::: Supplied text :::
Marathon
Songs To Turn The Tide
2003, Red Leader Records
One-Sentence Synopsis: one of the most anti-Bush punk bands around present their case intelligently - and rock real hard doing it
Rising from the ashes of New York City band De La Hoya, Marathon formed a couple years ago and put out Songs To Turn The Tide in the first half of 2003, closely on the heels of President Bush sending in the troops overseas. Whether or not you‘re in agreement with the occupation of Iraq is pretty much moot - you can‘t be unaffected, pro or con, by the passion crackling through this five-song EP; this is truly a band that‘s concerned with the advancement of society first and breakdowns second. I don‘t need to quote any lyrics in depth, or expound upon the informed nature of the lyrics and music. I could simply say, ‘Obtain this music any way, anyhow‘ and leave it at that. However, in the interests of true journalism, I‘ll attempt to overcome my mute admiration and elaborate.
Politics isn‘t the overt theme of the first song, ‘Photosynthesis‘, although if you traced substance-less image, empty advertising and the idolatry of airbrushed men and women on billboards worldwide back far enough, you might find big business and therefore politics, no? This song strikes home very hard to me personally for privately-held reasons, and anyone reading these words - anyone - who‘s been through the lies of mass media or knows someone victimized by them will relate: ‘...I‘m no different, ‘cause these pictures have been training me/Mission: worship counterfeit bodies/...so here‘s the breakdown: a total fakeout jumping off the page/synthesized, sanitized, glamourized‘. Sound familiar? Rally behind the closing lines: ‘All I want is to be free of judging everyone against a standard that doesn‘t even look human - now is that too much to ask?‘ No. It‘s not. Find a way.
Elsewhere, yes, Marathon overtly make known their burning resentment for the US president through the last track, aptly titled ‘Our Dictator Can Beat Up Your Dictator‘ (‘hear this: we will not fight your war‘), but more importantly to the nonpartisan among you will be a song like ‘Langston‘s Motto‘, urging the demolition of media dominance and suppression and promoting the free flow of ideas: ‘glossy plastic faces bleached with one intent: manufacture illness/my body‘s retching from this plague of images/I need to vomit back these toxins, cleanse my mind before they can digest‘. And the ultramotivational deluge just keeps coming: ‘rise and shine/thoughts slumber in hiding/opinions wanting out/release them now‘; ‘I don‘t want consensus, I just ask you to release your ideas into the air to counteract this sick monotony/I hope you‘ll be joining me‘; ‘put your theories on parade; your words will detonate against the corporate cityscape‘.
Musically, Marathon would have to be pretty bad to lessen the impact they should have on anyone hearing them, but clearly this is not the case: a dangerous mix of the best of the skate-punk genre plus a dash of Strike Anywhere plus outright evidence of hardcore roots equals one of the most important underground records released in the last five years. As previously mentioned, obtain this music any way, anyhow.
::: Records provided :::
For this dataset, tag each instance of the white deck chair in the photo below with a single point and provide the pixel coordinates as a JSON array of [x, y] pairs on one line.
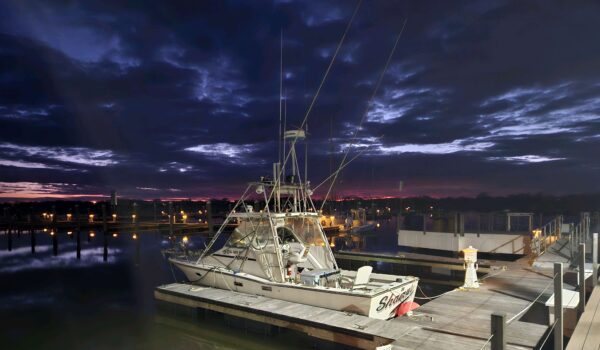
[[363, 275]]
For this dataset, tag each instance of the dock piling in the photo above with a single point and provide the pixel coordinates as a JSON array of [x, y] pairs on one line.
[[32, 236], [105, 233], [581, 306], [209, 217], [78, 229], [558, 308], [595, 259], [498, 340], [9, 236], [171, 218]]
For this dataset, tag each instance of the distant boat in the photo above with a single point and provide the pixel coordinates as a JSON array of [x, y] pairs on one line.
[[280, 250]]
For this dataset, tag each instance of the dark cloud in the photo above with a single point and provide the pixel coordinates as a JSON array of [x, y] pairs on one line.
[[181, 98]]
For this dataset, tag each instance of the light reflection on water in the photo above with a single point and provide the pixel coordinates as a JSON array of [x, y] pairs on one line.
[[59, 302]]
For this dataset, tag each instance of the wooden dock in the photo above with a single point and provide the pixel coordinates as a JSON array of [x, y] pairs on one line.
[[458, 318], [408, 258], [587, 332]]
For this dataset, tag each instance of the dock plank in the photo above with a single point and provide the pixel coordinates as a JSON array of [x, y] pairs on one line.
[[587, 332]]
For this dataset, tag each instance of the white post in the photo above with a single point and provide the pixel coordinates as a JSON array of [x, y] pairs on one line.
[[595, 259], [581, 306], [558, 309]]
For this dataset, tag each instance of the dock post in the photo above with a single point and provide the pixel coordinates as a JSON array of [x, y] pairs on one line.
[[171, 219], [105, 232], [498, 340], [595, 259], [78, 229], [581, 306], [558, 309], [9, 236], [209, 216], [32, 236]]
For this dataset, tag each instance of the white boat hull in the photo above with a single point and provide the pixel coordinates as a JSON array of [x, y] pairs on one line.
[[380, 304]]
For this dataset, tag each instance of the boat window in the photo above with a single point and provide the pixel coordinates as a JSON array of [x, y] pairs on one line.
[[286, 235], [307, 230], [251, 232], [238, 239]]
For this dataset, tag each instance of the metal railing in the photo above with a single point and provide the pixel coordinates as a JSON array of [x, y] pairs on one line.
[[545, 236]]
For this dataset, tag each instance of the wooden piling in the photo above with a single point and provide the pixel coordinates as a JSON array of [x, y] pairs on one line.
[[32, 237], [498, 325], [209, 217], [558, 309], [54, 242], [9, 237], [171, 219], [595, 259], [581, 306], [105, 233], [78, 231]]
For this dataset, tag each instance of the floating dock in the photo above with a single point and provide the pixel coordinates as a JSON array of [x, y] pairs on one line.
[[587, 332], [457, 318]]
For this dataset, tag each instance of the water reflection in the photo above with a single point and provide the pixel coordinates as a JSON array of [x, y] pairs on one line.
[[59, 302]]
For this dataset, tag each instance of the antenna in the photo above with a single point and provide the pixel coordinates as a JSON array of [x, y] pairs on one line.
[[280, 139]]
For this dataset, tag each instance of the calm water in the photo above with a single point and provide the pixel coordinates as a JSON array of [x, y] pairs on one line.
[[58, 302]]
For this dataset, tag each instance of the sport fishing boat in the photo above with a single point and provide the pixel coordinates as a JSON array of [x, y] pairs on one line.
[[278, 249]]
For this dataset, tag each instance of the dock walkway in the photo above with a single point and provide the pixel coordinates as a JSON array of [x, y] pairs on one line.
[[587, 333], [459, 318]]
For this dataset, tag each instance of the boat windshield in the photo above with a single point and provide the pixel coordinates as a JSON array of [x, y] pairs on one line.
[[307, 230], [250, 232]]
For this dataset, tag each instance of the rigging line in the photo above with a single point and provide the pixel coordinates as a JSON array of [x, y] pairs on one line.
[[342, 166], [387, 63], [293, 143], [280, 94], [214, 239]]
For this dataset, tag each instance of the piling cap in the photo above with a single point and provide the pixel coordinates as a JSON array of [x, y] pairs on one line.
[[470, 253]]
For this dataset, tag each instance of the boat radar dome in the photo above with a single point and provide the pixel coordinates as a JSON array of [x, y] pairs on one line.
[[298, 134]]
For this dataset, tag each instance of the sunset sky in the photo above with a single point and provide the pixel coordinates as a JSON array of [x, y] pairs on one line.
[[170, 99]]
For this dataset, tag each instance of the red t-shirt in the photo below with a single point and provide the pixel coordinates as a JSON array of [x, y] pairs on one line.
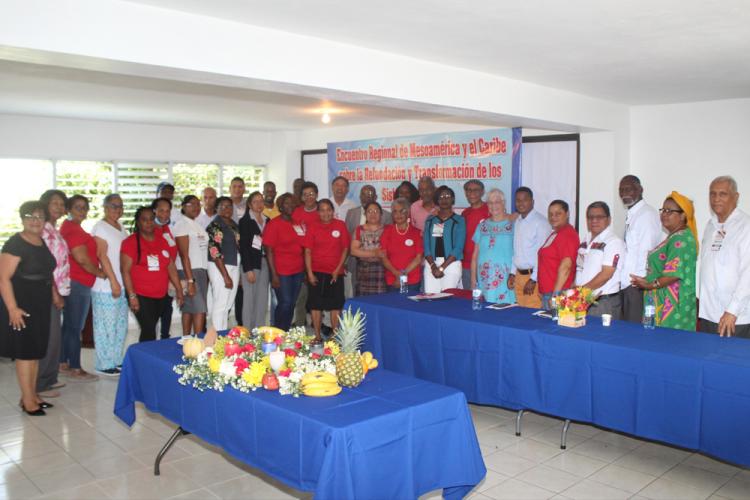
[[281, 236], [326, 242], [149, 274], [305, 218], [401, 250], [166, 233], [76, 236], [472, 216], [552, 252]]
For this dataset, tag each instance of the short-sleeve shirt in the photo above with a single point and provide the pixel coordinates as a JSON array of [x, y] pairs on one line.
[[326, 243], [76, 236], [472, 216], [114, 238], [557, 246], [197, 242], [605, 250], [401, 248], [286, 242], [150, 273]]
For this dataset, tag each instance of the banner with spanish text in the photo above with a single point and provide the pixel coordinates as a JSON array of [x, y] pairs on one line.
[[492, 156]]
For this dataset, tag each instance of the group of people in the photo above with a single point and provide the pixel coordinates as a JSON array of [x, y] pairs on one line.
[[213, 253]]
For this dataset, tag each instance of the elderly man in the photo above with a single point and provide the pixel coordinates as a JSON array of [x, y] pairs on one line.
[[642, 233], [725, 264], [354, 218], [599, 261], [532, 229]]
:::
According to the review, from which earlier band did Marathon emerge? The entries were taken from a separate source.

Marathon emerged from the New York City band De La Hoya.